*Record excerpts:*
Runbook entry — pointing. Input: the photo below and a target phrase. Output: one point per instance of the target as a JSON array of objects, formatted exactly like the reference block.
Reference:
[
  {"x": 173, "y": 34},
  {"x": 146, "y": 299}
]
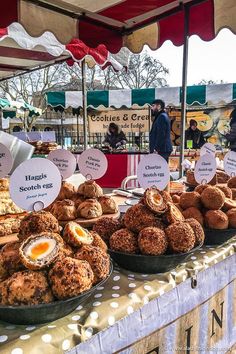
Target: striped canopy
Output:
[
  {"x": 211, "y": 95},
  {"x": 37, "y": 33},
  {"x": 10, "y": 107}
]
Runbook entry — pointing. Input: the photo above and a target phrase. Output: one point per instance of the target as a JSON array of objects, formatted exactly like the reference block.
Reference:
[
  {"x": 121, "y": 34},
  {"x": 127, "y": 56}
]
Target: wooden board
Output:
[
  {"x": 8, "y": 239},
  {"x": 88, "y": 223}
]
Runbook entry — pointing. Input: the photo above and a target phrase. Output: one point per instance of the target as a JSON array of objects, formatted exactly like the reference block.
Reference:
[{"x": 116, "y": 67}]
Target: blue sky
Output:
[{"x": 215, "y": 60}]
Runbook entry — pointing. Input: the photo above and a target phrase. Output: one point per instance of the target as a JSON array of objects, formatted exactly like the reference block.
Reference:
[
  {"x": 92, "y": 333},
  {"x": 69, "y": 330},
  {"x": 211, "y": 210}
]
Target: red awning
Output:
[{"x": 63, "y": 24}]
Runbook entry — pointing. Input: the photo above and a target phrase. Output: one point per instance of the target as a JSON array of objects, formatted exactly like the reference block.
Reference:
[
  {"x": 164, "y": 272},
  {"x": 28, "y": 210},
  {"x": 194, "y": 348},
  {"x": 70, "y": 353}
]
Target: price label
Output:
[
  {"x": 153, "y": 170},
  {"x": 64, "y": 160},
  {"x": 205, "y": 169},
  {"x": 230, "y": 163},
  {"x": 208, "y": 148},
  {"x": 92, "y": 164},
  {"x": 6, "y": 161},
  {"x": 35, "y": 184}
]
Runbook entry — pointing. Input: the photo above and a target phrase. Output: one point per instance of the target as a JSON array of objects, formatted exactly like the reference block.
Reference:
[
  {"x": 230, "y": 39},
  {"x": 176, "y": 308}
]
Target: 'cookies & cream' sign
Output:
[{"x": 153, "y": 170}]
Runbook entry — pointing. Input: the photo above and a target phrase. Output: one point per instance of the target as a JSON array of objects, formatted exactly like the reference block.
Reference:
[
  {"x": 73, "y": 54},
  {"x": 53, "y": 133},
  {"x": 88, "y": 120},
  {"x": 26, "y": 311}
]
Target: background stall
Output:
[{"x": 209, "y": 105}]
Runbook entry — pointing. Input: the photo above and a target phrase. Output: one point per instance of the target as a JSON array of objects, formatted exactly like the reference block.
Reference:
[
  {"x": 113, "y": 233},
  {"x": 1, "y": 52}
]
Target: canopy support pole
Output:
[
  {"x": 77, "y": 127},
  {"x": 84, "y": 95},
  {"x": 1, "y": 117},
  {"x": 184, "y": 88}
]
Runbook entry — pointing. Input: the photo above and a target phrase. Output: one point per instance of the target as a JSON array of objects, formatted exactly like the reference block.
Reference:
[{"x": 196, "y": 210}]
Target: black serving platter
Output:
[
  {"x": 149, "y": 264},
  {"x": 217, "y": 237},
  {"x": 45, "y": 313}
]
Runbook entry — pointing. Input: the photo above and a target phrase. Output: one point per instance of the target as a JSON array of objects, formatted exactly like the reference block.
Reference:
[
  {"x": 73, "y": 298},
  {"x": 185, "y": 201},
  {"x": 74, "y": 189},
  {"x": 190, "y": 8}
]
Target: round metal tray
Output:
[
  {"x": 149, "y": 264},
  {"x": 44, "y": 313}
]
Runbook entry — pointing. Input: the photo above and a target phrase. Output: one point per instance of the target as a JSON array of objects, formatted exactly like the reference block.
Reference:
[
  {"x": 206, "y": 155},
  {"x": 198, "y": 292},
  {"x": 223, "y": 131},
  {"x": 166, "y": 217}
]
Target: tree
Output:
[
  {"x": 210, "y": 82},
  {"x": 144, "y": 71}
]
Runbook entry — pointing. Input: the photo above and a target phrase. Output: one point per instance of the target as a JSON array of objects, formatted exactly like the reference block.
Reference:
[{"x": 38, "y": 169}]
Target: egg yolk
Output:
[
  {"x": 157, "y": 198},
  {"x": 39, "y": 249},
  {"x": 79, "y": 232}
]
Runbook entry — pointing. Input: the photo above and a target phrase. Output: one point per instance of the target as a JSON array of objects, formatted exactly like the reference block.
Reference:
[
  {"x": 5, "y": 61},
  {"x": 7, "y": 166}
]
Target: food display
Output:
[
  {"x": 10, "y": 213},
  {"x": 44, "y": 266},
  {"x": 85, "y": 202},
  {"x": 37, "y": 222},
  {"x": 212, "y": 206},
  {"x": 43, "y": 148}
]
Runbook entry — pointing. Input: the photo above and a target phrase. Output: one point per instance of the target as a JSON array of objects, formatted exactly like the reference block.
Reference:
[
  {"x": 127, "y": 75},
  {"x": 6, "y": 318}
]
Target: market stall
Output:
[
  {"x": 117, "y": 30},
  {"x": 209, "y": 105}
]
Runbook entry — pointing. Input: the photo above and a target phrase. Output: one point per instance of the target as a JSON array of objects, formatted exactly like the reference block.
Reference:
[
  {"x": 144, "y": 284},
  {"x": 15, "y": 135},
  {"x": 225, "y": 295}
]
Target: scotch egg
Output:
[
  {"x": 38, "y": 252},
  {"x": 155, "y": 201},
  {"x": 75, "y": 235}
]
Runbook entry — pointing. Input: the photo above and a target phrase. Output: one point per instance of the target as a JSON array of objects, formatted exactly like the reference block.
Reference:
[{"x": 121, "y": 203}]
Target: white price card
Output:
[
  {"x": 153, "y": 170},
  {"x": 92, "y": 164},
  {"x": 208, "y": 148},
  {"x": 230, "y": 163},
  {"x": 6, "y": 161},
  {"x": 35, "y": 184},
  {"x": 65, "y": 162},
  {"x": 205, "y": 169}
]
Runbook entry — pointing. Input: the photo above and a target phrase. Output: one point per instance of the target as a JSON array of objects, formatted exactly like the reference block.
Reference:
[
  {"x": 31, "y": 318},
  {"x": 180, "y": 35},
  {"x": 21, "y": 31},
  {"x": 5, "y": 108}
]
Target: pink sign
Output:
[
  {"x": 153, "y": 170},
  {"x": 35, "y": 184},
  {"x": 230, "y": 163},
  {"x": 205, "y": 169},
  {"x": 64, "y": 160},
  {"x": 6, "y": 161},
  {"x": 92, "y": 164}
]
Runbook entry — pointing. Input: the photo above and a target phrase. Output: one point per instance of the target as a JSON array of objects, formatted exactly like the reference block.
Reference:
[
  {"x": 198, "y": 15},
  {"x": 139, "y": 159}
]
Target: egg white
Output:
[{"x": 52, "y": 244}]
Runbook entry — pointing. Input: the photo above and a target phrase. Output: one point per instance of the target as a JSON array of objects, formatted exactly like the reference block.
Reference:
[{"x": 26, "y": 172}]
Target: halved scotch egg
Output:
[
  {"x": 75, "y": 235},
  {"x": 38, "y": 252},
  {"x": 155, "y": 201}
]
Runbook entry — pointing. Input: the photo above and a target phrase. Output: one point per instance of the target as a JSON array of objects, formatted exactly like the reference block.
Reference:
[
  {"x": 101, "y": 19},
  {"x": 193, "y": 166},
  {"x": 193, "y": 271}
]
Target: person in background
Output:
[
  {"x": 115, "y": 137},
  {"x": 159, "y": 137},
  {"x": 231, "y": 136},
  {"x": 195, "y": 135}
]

--

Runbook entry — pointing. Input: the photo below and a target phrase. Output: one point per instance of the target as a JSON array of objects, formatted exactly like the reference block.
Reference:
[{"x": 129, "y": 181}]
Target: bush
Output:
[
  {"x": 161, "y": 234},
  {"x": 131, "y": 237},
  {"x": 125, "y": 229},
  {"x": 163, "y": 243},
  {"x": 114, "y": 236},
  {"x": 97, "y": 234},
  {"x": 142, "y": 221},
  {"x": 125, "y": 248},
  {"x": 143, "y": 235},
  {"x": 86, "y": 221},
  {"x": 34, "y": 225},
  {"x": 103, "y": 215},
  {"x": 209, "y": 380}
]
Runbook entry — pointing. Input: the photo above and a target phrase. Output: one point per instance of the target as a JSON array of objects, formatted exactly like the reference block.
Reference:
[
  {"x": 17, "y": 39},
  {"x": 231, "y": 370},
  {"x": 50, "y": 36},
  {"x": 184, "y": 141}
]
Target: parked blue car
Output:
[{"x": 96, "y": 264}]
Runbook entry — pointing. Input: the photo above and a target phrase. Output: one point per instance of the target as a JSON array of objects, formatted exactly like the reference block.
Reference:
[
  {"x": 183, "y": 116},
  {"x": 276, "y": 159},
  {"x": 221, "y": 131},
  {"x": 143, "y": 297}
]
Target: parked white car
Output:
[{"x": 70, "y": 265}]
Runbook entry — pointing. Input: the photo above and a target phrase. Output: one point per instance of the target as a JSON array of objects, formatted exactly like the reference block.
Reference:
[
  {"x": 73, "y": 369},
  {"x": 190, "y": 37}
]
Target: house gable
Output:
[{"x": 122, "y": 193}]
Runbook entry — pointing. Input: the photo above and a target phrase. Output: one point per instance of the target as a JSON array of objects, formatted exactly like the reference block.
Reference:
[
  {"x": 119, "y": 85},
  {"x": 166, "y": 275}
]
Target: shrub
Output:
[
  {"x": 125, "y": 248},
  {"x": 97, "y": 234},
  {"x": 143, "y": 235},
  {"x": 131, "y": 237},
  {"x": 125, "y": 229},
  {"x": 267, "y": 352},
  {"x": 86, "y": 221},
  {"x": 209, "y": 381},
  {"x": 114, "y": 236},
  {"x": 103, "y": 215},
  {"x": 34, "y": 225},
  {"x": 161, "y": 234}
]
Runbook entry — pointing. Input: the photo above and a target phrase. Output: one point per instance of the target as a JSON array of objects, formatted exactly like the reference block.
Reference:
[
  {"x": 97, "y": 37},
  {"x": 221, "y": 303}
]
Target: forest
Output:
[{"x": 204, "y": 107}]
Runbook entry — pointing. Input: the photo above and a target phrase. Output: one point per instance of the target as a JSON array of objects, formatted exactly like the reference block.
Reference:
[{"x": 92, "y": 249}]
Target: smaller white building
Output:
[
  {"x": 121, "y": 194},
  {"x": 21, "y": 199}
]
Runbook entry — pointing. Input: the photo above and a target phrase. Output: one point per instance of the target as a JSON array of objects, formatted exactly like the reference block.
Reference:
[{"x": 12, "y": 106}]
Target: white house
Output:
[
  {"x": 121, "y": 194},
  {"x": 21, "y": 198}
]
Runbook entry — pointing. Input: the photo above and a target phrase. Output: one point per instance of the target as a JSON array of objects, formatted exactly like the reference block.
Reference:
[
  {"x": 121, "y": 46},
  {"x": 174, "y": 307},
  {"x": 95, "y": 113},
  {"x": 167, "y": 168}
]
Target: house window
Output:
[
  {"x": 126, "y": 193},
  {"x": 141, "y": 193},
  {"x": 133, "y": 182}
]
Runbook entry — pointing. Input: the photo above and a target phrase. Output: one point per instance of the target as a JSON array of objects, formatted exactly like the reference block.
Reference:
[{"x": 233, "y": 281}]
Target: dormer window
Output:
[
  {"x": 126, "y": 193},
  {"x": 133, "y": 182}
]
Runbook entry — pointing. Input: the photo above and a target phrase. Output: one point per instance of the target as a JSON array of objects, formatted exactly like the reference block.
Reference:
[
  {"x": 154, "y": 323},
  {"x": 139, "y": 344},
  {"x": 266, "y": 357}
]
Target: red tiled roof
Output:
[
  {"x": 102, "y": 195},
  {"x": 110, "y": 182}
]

*Exercise description:* Only lines with the word "white" are needed. Copy them from the preceding records.

*Written solution:*
Target: white price card
Target: egg white
Target: parked white car
Target: smaller white building
Target: white house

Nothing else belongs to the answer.